Copy each line of the entries that contains the word "thickest".

Natural language region descriptions
━━━━

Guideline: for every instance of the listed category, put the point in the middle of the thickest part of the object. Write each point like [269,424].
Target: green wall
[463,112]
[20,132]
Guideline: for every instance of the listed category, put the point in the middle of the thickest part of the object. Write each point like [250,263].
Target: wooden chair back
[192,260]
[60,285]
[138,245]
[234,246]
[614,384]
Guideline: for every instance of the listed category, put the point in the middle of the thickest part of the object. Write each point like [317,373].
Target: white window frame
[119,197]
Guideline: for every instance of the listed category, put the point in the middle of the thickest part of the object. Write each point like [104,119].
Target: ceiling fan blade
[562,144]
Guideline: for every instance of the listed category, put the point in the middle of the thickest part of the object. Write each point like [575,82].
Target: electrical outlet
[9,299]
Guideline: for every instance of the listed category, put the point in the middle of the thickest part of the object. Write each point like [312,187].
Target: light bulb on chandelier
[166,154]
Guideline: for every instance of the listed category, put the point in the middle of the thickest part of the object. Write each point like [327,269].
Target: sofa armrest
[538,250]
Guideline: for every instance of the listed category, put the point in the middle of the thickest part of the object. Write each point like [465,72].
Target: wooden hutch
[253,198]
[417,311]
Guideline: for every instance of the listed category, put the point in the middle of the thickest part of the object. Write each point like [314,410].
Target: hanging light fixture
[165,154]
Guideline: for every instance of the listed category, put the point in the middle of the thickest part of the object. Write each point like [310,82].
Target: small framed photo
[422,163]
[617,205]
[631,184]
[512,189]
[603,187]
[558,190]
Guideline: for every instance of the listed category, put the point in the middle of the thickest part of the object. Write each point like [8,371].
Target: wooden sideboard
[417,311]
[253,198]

━━━━

_ANSWER BELOW_
Guideline: for every instance of the listed category, put the point in the middle of the thickest part of the object. Write each point like [269,424].
Guideline: for every instance of the listed category, put the point in the middle of the thickest part of the object. Write each point like [250,263].
Guideline: for every instance of the listed category, put the point in the middle of the thickest part of the object. Write each point like [317,373].
Guideline: for every instance of the listed category, put the point in the middle of the thickest part of the object. Write each point like [104,119].
Guideline: for every instance of the listed category, put the point in the middle of the thickest part of the object. Write each point like [575,82].
Guideline: for every instance of the listed category, put the point in the middle of the thickest part of the object. Write each point like [312,187].
Guideline: for every instance of the listed category, put the point in the middle of the thickest part of the object. Write each point like [327,269].
Guideline: for every instance of the listed category, put the point in the middle of the thickest part of the object. Write each point like [465,72].
Guideline: for every instance of the listed category, put the point in the middle of the thickest part of the object. Write each point like [314,410].
Guideline: for every instance of the listed category, put the point in the middle of the thickest part of the object. Write each point like [310,82].
Guideline: for every instance of the listed category, put the point in the middle of the thickest part of the object. Write each point like [8,371].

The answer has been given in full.